▸ What you should do: Starting with the line that contains "Target: eyelash" and stopping after the line that contains "Reviewer note: every instance of the ski pole", return each line below exactly as written, with no others.

▸ The data:
.....

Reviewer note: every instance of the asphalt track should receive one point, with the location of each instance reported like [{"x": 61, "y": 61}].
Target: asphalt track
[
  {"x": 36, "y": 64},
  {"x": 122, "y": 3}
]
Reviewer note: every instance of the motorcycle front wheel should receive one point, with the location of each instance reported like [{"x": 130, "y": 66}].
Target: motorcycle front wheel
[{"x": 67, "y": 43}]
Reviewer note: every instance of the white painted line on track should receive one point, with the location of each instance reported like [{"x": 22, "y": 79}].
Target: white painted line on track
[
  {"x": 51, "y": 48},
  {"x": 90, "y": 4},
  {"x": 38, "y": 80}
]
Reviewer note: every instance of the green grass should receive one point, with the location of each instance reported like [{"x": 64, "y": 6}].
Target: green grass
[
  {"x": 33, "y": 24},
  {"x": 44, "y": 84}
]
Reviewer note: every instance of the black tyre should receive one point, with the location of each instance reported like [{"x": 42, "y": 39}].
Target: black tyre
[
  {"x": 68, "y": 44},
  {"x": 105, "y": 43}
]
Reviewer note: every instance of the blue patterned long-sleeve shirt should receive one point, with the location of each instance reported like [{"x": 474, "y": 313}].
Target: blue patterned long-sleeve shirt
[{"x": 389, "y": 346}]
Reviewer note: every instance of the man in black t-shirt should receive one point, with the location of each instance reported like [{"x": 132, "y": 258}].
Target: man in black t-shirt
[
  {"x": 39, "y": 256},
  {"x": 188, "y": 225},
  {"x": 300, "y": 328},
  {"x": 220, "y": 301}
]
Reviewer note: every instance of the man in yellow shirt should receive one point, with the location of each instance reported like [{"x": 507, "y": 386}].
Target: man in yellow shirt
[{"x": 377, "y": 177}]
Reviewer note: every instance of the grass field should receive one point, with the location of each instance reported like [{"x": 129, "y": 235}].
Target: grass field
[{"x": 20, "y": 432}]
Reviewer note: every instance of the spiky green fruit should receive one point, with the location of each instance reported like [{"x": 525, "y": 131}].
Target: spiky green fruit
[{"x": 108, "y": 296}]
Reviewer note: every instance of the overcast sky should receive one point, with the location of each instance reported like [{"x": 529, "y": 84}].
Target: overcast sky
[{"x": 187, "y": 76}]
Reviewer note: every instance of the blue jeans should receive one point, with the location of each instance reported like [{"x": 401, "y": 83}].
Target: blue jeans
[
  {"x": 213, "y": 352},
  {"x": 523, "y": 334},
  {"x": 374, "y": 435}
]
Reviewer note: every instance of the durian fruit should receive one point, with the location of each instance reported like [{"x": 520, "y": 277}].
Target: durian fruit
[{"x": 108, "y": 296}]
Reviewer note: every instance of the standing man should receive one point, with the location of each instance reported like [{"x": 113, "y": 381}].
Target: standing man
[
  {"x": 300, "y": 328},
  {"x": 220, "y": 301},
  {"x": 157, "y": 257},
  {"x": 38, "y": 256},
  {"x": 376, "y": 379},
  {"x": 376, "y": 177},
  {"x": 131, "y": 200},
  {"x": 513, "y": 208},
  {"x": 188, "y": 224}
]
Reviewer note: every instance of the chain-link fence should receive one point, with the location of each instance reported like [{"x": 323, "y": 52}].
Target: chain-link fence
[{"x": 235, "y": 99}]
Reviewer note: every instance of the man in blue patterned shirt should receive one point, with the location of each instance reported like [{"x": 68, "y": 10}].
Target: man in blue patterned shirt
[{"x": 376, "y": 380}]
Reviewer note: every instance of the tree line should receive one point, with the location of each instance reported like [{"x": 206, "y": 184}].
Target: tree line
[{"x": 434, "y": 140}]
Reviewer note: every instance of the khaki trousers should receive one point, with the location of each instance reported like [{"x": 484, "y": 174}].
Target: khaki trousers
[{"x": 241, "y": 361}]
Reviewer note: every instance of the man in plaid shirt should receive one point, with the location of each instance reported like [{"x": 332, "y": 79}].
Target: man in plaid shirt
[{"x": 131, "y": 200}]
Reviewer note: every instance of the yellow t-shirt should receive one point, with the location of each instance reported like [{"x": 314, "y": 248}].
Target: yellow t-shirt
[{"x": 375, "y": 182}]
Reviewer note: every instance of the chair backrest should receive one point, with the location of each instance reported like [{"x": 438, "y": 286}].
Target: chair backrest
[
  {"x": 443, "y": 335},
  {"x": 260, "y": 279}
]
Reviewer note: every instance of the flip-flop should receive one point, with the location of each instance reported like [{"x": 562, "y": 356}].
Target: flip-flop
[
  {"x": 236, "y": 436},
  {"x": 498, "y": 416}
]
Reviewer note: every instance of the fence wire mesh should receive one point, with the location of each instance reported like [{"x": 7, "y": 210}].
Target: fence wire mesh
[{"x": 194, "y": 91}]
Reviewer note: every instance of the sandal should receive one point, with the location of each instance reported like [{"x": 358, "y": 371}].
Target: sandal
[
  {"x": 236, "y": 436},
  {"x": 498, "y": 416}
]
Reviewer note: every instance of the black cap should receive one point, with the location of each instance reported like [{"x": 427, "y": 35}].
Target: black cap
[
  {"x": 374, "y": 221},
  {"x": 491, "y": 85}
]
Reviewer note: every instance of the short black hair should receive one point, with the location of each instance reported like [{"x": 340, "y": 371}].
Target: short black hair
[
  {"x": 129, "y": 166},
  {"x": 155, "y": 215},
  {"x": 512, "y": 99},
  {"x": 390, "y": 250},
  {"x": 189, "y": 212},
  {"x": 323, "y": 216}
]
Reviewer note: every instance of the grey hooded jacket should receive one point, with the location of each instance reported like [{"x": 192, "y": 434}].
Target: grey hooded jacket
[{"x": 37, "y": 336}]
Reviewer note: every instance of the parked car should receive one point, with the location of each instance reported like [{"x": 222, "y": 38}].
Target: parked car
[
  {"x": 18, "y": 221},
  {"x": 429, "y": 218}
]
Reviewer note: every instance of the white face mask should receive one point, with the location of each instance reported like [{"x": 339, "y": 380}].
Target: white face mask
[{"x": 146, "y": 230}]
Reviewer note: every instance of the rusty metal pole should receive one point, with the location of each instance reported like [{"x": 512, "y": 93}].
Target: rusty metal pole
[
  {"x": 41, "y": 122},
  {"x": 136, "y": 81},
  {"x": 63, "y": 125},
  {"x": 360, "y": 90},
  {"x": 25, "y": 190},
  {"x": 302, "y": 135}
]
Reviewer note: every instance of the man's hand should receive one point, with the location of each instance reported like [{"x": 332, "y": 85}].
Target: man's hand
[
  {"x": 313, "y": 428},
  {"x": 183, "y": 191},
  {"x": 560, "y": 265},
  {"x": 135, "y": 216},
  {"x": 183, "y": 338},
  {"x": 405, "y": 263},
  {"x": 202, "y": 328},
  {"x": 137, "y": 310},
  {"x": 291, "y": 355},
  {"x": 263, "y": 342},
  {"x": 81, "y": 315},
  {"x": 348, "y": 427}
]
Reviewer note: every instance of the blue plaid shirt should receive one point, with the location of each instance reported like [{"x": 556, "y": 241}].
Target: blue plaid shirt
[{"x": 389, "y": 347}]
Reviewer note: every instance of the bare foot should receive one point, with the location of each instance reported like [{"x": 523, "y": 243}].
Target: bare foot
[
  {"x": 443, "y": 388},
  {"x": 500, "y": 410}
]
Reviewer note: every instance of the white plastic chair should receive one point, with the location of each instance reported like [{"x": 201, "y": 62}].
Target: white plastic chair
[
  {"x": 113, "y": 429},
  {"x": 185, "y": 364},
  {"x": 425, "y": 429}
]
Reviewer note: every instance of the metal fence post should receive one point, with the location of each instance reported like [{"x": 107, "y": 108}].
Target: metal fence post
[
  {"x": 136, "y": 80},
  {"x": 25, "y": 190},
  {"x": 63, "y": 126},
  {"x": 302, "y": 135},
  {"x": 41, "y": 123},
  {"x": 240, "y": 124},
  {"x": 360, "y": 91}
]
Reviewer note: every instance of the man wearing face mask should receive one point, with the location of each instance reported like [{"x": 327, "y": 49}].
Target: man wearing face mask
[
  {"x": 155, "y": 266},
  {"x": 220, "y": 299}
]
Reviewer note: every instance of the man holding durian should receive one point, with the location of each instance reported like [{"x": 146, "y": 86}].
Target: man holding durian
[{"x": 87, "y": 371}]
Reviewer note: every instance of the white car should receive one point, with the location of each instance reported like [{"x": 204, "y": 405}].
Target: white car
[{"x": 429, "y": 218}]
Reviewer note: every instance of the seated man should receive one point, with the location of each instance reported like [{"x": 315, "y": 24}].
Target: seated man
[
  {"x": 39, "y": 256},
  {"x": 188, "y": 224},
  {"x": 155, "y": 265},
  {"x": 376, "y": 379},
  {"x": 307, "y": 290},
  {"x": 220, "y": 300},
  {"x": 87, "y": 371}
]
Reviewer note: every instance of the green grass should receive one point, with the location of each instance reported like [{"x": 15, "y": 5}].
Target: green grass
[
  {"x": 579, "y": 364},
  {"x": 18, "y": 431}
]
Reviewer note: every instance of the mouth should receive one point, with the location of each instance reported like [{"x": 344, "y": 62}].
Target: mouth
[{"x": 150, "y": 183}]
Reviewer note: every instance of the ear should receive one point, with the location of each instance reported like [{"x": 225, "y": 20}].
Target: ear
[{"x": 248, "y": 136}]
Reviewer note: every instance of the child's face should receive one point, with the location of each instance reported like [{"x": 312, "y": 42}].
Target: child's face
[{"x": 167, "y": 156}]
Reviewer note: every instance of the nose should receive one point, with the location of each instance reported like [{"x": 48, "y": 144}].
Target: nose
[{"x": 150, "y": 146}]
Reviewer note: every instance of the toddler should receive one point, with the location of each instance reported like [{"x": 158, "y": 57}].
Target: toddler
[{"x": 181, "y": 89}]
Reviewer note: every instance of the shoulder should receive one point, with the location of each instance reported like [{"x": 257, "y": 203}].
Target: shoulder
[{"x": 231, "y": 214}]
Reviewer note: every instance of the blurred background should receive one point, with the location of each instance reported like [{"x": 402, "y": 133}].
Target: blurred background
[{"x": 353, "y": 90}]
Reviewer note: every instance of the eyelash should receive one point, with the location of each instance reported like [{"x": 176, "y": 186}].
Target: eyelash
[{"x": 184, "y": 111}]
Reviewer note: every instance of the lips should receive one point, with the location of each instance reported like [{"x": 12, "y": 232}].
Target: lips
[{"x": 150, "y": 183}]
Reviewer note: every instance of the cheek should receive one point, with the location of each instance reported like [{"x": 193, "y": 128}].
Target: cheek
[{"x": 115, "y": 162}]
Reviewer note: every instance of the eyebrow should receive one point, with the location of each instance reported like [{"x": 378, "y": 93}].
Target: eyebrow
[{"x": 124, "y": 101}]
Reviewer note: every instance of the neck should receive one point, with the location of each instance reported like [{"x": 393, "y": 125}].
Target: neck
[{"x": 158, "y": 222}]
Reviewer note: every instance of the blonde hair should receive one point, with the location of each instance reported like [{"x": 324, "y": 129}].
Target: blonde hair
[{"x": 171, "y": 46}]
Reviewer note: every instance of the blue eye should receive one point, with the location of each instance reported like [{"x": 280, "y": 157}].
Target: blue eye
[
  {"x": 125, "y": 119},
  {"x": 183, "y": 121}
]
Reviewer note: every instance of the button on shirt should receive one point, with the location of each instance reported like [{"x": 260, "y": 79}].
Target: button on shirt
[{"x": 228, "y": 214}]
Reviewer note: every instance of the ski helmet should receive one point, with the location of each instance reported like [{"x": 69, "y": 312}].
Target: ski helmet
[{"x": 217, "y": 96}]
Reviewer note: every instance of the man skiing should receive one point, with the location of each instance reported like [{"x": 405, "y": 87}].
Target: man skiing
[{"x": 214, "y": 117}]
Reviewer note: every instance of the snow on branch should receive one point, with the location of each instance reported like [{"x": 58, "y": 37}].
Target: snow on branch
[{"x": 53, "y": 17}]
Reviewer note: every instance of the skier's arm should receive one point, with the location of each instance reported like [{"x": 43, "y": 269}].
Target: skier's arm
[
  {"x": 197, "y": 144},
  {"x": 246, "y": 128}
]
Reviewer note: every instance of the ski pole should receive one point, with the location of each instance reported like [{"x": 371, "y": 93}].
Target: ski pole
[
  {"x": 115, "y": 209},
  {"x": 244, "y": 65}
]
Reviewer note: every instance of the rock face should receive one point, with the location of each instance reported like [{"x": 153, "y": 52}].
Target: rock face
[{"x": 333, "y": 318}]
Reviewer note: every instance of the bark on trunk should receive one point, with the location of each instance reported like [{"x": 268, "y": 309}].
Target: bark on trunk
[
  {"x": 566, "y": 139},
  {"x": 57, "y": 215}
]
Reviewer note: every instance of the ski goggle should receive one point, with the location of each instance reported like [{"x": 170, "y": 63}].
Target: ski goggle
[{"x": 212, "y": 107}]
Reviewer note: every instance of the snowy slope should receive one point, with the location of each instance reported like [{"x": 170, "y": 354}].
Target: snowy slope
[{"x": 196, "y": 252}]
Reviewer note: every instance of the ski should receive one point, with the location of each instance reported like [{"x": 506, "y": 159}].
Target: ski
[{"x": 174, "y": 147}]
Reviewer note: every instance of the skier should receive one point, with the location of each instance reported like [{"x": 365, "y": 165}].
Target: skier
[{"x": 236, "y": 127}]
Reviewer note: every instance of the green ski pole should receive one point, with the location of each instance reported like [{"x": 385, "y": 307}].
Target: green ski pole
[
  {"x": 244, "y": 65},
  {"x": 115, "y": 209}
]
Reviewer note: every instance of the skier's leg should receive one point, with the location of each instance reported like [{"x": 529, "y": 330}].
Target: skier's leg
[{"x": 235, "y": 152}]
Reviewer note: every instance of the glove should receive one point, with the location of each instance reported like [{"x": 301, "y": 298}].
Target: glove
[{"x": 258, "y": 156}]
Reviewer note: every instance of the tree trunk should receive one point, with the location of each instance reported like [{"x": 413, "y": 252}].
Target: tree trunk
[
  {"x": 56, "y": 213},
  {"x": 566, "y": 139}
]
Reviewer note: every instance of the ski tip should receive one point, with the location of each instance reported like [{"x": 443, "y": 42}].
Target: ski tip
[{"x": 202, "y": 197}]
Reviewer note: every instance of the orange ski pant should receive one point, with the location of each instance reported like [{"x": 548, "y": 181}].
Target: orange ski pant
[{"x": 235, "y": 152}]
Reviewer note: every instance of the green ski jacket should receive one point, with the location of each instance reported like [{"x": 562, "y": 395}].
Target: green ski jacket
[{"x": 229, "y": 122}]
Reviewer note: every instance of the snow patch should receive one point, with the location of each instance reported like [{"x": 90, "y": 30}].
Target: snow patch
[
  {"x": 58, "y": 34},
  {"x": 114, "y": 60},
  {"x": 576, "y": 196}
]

.....

▸ Task solution:
Target: eyelash
[{"x": 184, "y": 111}]
Reviewer note: every instance of the lips should receive one point, with the location of each instance reported like [{"x": 12, "y": 232}].
Target: lips
[{"x": 150, "y": 183}]
Reviewer note: every instance of the cheek should receive one point, with the location of each instance reported like [{"x": 193, "y": 128}].
Target: cheek
[{"x": 115, "y": 162}]
Reviewer note: every instance of the eyebrow should receive one point, with the location of each instance reported like [{"x": 378, "y": 93}].
Target: eyebrow
[{"x": 124, "y": 101}]
Reviewer note: every instance of the neck should receive one point, with the location of each instance reported like [{"x": 393, "y": 125}].
Target: neck
[{"x": 158, "y": 222}]
Reviewer note: every instance of the blonde hair should receive one point, with the location of each instance reported like [{"x": 324, "y": 129}].
Target: blonde hair
[{"x": 171, "y": 46}]
Reviewer note: every instance of the blue eye should receive one point, with the location of each instance reported like [{"x": 280, "y": 157}].
Target: blue eye
[
  {"x": 125, "y": 119},
  {"x": 183, "y": 121}
]
Reviewer note: every instance of the button on shirt should receive one point, with the location of each instance reported like [{"x": 260, "y": 79}].
Target: button on shirt
[{"x": 228, "y": 214}]
Reviewer note: every instance of the ski helmet should receive one point, with the location of each instance reported like [{"x": 69, "y": 312}].
Target: ski helmet
[{"x": 217, "y": 96}]
Reviewer note: every instance of the man skiing should receive one point, with the location of each instance reported like [{"x": 405, "y": 87}].
Target: man skiing
[{"x": 214, "y": 117}]
Reviewer note: every instance of the snow on branch should receive one point, with the location of each instance reported like [{"x": 58, "y": 37}].
Target: snow on branch
[{"x": 53, "y": 17}]
Reviewer note: every instance of the skier's arm should receive one point, with the location of each instance reported like [{"x": 43, "y": 269}].
Target: skier's arm
[
  {"x": 197, "y": 144},
  {"x": 246, "y": 128}
]
Reviewer note: every instance of the ski pole should receive one point, with the location of each instance reported like [{"x": 371, "y": 93}].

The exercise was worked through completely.